## BEGIN Supplied information
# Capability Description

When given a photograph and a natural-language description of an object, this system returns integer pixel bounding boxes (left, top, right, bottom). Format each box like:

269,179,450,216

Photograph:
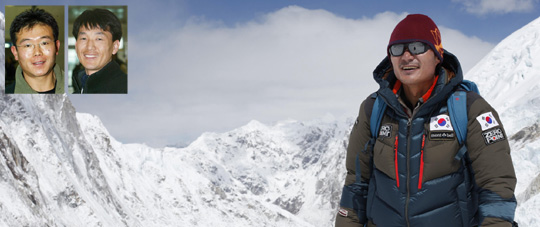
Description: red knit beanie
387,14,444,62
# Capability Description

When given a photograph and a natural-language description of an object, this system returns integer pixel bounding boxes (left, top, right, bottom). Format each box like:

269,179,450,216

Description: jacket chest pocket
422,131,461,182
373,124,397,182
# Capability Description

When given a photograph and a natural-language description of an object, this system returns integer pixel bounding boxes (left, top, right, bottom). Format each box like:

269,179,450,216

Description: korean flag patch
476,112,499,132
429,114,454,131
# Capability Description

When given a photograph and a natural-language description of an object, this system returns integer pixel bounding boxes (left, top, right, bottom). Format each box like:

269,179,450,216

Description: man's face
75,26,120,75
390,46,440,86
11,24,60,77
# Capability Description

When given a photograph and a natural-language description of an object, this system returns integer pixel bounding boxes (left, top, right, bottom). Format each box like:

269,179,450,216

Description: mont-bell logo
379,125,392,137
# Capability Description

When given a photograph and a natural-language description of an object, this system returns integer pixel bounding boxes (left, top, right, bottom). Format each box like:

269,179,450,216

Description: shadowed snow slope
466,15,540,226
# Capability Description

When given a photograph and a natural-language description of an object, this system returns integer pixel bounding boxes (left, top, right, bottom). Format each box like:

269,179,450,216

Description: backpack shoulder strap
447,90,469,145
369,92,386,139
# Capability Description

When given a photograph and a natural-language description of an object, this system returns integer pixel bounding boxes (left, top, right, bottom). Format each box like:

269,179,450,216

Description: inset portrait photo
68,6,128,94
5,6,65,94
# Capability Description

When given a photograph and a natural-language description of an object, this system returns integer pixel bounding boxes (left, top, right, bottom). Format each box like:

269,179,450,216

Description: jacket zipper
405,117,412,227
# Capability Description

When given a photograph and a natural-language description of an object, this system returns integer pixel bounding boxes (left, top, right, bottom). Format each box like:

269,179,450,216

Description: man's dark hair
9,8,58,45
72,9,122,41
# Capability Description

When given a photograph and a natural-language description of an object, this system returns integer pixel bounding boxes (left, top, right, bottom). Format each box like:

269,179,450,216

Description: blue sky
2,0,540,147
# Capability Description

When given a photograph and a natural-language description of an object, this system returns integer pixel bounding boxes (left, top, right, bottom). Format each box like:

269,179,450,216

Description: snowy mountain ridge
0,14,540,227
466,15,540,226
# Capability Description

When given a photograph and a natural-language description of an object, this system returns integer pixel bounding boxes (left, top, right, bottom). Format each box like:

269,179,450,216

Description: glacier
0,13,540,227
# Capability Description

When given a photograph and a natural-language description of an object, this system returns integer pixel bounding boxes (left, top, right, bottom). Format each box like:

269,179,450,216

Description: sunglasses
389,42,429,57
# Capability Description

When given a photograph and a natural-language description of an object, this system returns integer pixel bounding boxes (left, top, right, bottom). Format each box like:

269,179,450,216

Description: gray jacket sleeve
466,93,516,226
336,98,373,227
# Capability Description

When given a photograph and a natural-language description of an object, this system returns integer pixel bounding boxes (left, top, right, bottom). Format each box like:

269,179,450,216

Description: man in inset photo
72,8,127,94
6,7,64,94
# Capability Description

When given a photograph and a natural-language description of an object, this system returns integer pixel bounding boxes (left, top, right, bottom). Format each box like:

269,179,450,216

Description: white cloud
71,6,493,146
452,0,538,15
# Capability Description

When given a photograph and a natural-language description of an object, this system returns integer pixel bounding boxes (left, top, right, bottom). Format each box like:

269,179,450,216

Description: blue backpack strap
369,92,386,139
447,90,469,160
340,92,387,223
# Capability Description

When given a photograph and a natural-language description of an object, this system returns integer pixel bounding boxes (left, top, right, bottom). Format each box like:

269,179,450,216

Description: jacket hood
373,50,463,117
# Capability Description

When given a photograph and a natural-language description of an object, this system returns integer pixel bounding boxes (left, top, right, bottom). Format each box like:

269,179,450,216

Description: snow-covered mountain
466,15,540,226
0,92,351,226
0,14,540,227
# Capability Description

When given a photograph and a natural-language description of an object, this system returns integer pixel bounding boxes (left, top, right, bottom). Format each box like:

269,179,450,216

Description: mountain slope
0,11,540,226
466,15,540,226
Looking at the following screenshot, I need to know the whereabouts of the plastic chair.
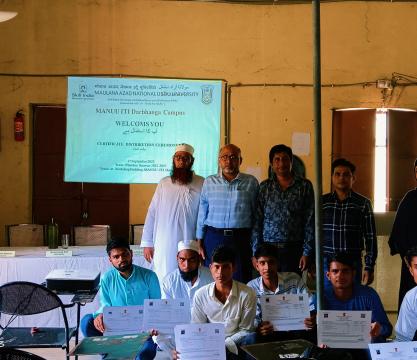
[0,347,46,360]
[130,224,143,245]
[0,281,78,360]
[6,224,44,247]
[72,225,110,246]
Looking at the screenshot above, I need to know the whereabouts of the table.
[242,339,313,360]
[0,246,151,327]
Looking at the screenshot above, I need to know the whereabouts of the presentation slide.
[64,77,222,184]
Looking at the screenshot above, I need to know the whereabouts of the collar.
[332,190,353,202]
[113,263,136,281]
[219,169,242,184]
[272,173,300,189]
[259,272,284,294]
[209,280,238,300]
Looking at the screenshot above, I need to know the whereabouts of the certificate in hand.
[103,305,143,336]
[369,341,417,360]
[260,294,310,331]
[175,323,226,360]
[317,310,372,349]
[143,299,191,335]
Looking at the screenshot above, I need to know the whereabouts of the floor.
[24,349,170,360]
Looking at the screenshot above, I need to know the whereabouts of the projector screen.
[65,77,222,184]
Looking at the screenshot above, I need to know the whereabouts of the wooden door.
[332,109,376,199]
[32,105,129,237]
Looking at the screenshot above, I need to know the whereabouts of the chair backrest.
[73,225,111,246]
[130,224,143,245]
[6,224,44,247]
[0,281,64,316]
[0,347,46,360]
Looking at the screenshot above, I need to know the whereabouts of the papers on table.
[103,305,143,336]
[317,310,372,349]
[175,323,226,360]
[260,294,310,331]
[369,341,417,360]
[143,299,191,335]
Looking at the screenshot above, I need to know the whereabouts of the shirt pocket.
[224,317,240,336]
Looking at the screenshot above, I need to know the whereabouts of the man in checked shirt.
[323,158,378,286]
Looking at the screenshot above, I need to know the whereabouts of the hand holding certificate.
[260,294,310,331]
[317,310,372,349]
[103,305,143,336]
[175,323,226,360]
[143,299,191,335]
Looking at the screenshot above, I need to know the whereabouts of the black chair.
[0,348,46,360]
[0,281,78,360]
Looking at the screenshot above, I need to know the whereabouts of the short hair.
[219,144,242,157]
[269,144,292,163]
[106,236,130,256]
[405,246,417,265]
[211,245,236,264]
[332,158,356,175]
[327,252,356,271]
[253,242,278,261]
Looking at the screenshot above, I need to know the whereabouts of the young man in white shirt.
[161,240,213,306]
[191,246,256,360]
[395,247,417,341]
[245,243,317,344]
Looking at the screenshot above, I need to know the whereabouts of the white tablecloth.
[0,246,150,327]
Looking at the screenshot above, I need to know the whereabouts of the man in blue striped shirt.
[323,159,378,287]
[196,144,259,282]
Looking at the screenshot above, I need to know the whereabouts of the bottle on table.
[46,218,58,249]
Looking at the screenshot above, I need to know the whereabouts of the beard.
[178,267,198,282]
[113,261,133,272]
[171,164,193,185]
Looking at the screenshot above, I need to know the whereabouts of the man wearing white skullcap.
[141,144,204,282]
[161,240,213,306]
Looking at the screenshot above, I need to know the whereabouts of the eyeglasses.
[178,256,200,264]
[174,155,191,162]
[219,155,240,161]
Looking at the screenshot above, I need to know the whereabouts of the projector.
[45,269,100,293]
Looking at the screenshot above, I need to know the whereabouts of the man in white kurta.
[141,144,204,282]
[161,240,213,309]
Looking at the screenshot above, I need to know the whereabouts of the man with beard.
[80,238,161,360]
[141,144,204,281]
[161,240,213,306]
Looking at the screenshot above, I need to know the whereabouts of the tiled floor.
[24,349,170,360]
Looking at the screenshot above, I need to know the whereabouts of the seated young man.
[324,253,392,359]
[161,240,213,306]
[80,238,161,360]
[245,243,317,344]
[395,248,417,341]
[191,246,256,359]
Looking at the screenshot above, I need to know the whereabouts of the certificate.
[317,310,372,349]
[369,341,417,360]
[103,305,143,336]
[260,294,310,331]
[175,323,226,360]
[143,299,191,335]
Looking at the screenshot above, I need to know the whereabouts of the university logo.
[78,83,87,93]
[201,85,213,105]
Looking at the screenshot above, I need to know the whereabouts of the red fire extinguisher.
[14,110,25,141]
## END Supplied information
Request
Output the records starting at the line containing "blue striped shirt." and ending at the line containing "[191,246,256,359]" as a two-column CSV with the columns text and answer, one row per record. Put each field in quotation marks and replace its line breaks with spaces.

Output below
text,answer
"Looking at the screenshot above, I need to know the whereabouts of the man in blue striped shirt.","[323,159,378,287] [196,144,259,282]"
"Looking at the screenshot above, I need to know the whereabouts of the bottle on table.","[46,218,58,249]"
"Looking at the screenshot above, I need to know the whereabouts of the beard.","[178,267,198,282] [113,261,133,272] [171,164,193,185]"
"Looking at the screenshot above, I need to know the whereabouts of the man wearing white skullcap.","[141,144,204,282] [161,240,213,306]"
"Looking at the screenshot above, I need to know the whereabouts of the eyeglasses.","[178,256,200,264] [174,155,191,162] [219,155,240,161]"
"Looking at the screenshot above, I need to know the whereabouts of the projector.","[45,269,100,293]"
"Looking at the screenshot above, I need to know the whereabouts of the man in white kurta.","[141,144,204,282] [161,240,213,309]"
"Looking at the screenshot above, I need to know the whereabouts of the man with beard.","[80,238,161,360] [141,144,204,281] [161,240,213,306]"
"Looking at the screenshot above, I need to know the whereabouts of the tiled floor.","[24,349,170,360]"
"Looking at the screenshot above, I need to know the whereabouts of the seated young man.","[324,253,392,359] [161,240,213,306] [80,238,161,360] [245,243,317,344] [395,248,417,341] [191,246,256,359]"